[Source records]

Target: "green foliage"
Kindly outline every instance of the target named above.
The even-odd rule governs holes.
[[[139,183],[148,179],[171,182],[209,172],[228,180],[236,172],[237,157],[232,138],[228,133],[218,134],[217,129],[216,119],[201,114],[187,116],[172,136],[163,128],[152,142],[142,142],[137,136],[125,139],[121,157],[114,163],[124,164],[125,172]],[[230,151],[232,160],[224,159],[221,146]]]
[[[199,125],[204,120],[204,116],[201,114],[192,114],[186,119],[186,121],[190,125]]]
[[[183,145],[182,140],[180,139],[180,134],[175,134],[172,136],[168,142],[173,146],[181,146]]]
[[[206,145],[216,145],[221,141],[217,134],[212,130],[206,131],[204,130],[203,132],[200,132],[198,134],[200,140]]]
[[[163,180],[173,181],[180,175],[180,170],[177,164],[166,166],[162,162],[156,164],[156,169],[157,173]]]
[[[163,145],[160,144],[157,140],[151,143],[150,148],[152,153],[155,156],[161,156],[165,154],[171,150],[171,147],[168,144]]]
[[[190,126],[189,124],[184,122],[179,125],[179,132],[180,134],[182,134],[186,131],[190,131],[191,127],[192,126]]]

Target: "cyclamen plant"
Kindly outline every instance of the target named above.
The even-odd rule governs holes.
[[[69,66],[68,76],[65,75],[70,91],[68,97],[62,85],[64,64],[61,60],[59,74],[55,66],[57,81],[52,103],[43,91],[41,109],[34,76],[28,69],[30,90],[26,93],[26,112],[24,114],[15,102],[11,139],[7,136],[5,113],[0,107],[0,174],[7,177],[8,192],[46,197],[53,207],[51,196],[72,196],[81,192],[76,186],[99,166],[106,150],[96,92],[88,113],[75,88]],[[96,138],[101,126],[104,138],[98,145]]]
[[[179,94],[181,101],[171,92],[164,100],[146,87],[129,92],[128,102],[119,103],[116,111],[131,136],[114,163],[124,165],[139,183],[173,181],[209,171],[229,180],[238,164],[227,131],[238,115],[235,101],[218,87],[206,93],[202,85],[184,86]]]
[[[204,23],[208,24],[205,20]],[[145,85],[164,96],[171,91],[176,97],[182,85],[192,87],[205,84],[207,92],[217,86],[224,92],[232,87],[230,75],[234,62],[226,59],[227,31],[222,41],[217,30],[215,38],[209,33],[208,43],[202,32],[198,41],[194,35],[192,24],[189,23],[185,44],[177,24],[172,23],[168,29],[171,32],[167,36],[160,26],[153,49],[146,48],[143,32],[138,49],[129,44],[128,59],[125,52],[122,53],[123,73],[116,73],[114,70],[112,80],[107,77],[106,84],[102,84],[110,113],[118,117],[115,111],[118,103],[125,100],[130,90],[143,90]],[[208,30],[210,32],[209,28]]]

What the task asks → Reproduce every line of the source records above verbatim, in the same order, without changing any character.

Correct result →
Target: "green foliage"
Kindly outline every instance of the target named above.
The even-odd rule governs holes.
[[[139,183],[148,179],[171,182],[209,172],[228,180],[236,172],[237,157],[232,138],[228,133],[218,134],[217,129],[216,119],[201,114],[187,116],[172,136],[163,128],[152,142],[142,142],[137,136],[125,139],[121,157],[114,163],[124,164],[125,172]],[[230,151],[232,160],[224,159],[221,146]]]
[[[199,125],[204,120],[204,116],[201,114],[192,114],[186,119],[186,121],[190,125]]]
[[[183,145],[182,140],[180,139],[180,134],[175,134],[172,136],[168,142],[173,146],[181,146]]]
[[[206,145],[216,145],[221,141],[217,134],[212,130],[206,131],[204,130],[203,132],[200,132],[198,134],[200,140]]]
[[[163,180],[173,181],[180,175],[180,170],[177,164],[166,166],[162,162],[156,164],[156,169],[157,173]]]
[[[163,145],[160,144],[157,140],[151,143],[150,148],[152,153],[155,156],[161,156],[165,154],[171,150],[171,147],[168,144]]]
[[[190,126],[189,124],[184,122],[179,125],[179,132],[180,134],[182,134],[186,131],[190,131],[191,127],[192,126]]]

Target: "cyclamen plant"
Kindly outline every instance of the target named above.
The even-odd rule governs holes.
[[[69,66],[68,76],[65,75],[70,91],[68,97],[62,85],[64,64],[61,60],[59,74],[55,66],[57,81],[52,103],[43,91],[41,109],[34,76],[28,69],[30,90],[26,93],[26,112],[24,114],[15,102],[11,139],[7,136],[5,113],[0,107],[0,174],[7,177],[8,192],[46,197],[53,207],[51,196],[72,196],[81,192],[76,186],[99,166],[106,150],[96,92],[88,113],[75,88]],[[96,138],[101,126],[104,138],[98,145]]]
[[[179,94],[181,101],[171,92],[164,100],[146,87],[129,92],[128,102],[119,103],[116,111],[131,136],[114,163],[124,165],[139,183],[173,181],[209,171],[229,180],[238,164],[227,131],[238,115],[235,101],[218,87],[206,93],[202,85],[184,86]]]
[[[204,23],[208,24],[205,20]],[[145,85],[164,96],[171,91],[176,97],[182,85],[192,87],[205,84],[207,92],[217,86],[224,92],[232,87],[230,75],[234,62],[226,59],[227,31],[222,41],[217,30],[215,38],[209,33],[208,43],[202,32],[198,41],[194,35],[192,24],[189,23],[185,44],[177,24],[172,23],[168,29],[171,32],[167,36],[160,26],[153,49],[146,48],[143,32],[138,49],[129,44],[128,59],[125,52],[122,53],[123,73],[116,73],[114,70],[112,80],[107,77],[106,84],[102,84],[110,113],[118,117],[115,111],[118,103],[125,100],[130,90],[143,90]],[[208,30],[210,32],[209,28]]]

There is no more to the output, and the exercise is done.